**MATERIAL FOR THIS TASK**
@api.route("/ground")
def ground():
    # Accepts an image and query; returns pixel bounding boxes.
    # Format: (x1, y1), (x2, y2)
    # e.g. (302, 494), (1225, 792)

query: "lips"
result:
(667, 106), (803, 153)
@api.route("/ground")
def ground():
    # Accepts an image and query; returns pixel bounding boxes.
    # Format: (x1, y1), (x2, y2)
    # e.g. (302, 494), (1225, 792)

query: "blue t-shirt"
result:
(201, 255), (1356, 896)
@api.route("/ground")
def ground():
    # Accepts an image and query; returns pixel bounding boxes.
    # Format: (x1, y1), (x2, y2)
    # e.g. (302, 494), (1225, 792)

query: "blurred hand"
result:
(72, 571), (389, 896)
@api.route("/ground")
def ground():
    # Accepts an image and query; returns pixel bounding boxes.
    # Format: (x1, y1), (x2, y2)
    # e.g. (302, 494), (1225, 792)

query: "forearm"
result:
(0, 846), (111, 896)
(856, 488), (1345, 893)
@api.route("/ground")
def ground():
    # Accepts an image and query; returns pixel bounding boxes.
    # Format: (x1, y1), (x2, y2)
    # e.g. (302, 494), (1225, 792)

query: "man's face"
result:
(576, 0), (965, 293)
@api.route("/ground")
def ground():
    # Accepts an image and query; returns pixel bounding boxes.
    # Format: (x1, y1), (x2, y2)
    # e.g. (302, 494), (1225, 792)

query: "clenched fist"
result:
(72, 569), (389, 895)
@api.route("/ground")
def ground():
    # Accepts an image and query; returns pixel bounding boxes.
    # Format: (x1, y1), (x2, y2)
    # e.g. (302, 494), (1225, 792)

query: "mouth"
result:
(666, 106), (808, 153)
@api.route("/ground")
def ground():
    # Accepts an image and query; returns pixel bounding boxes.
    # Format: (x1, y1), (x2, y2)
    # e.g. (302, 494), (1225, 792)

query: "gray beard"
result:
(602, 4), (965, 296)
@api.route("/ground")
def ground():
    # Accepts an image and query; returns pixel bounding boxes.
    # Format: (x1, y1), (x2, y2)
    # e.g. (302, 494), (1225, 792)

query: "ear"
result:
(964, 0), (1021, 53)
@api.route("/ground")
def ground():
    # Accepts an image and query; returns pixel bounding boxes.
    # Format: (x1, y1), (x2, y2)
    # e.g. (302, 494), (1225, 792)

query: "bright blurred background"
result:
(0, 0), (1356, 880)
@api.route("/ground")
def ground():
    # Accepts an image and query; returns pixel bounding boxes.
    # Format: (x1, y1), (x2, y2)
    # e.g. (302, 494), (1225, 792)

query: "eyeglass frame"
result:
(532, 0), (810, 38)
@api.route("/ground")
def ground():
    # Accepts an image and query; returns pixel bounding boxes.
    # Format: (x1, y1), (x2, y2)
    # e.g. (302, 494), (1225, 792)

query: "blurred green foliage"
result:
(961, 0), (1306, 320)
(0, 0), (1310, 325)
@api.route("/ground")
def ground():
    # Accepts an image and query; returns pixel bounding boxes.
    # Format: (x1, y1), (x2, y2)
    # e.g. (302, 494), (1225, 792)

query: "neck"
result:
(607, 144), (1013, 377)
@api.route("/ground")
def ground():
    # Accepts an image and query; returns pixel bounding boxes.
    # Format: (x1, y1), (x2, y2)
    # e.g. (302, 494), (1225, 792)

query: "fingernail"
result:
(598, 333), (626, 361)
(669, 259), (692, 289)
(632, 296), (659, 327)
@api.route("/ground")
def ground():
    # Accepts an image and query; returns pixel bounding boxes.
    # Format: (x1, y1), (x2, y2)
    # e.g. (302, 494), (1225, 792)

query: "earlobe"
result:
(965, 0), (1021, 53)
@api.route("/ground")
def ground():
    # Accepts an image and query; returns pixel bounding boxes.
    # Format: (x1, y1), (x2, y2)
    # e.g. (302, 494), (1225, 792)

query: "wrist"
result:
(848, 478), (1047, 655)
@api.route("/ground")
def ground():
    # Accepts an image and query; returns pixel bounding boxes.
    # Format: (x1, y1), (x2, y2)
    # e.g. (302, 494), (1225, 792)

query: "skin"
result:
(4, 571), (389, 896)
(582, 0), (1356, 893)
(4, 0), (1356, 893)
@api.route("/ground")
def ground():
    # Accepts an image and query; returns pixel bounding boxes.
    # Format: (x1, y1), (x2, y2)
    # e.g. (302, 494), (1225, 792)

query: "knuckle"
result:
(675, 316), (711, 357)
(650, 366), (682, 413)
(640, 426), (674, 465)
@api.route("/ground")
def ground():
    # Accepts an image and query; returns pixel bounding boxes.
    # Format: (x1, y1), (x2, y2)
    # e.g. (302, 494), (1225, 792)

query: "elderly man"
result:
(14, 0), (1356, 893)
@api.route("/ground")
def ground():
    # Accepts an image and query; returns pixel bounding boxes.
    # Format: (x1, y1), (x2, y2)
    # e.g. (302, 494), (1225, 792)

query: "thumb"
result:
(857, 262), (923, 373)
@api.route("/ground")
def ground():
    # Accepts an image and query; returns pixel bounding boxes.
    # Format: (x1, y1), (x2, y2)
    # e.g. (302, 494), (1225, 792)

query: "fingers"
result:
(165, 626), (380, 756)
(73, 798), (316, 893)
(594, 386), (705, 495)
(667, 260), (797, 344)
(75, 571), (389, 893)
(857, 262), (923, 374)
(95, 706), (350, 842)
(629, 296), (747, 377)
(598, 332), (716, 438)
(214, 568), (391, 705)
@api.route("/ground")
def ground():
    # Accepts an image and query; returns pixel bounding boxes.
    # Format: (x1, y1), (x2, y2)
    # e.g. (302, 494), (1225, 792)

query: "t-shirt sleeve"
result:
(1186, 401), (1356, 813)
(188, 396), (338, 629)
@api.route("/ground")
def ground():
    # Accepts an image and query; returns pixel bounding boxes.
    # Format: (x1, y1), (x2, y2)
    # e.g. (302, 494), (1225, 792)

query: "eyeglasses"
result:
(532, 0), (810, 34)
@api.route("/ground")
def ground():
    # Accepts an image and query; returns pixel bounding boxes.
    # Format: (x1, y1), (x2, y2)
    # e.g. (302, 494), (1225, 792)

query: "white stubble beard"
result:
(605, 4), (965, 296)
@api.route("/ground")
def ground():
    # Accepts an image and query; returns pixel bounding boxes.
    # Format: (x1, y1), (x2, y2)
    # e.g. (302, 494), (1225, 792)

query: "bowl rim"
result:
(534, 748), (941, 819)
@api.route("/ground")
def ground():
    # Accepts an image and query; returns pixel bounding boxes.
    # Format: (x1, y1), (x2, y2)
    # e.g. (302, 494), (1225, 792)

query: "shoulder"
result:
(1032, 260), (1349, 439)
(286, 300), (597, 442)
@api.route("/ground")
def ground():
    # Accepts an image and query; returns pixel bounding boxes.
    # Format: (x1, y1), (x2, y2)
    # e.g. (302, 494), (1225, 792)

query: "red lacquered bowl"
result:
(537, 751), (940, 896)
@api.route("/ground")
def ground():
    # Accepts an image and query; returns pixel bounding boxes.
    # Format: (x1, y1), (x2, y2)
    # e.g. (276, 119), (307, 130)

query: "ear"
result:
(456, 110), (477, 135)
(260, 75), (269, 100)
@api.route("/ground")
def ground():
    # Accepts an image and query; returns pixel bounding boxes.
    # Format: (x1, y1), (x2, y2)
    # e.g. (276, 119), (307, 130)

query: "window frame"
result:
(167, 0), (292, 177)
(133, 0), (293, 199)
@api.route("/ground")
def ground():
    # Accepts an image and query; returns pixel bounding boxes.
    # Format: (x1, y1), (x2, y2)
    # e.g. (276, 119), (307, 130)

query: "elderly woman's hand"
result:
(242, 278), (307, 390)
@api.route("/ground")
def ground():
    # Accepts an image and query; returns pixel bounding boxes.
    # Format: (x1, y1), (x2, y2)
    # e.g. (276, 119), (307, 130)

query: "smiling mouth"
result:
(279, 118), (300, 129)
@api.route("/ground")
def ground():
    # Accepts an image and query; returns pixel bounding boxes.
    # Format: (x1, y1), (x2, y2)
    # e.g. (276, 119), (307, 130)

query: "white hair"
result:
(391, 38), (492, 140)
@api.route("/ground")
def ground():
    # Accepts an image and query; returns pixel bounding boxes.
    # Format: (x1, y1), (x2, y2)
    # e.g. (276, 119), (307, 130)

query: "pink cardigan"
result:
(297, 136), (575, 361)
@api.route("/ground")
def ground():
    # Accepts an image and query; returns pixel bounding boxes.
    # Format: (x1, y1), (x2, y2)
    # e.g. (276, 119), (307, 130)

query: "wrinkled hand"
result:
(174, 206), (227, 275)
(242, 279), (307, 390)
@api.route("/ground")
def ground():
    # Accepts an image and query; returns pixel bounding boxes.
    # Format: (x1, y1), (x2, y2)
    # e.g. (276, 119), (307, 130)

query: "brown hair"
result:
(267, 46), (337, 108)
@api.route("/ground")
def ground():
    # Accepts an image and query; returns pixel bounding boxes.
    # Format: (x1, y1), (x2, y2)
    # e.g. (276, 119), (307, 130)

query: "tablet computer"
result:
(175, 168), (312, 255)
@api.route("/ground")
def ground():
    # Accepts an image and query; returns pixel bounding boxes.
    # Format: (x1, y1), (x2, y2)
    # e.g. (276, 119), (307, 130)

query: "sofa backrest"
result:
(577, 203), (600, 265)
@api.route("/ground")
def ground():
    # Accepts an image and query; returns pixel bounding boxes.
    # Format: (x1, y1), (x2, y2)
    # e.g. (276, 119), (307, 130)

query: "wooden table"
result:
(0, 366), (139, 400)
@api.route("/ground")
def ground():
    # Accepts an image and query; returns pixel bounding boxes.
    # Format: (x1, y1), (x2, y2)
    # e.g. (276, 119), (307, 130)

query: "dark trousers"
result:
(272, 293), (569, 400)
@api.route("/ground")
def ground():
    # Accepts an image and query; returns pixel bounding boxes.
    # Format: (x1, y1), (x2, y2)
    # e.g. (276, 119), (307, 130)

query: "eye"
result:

**EXERCISE DETAILS**
Copy the records exactly as they appear, starting from the very first line and continuing down through the line containing "(201, 255), (1356, 896)".

**TASK RESPONSE**
@api.route("/ground")
def ground():
    # Accepts an image and query; returns pixel bounding boxes.
    # Format: (x1, y1), (x2, y2)
    # e.g. (302, 494), (1225, 792)

query: "lips"
result:
(667, 106), (803, 153)
@api.route("/ground")
def ground():
    # Accepts an image and query; returns pixel bounding boxes.
    # Format: (x1, y1), (x2, y2)
    # e.g. (302, 494), (1225, 792)

query: "blue t-shirt"
result:
(201, 255), (1356, 896)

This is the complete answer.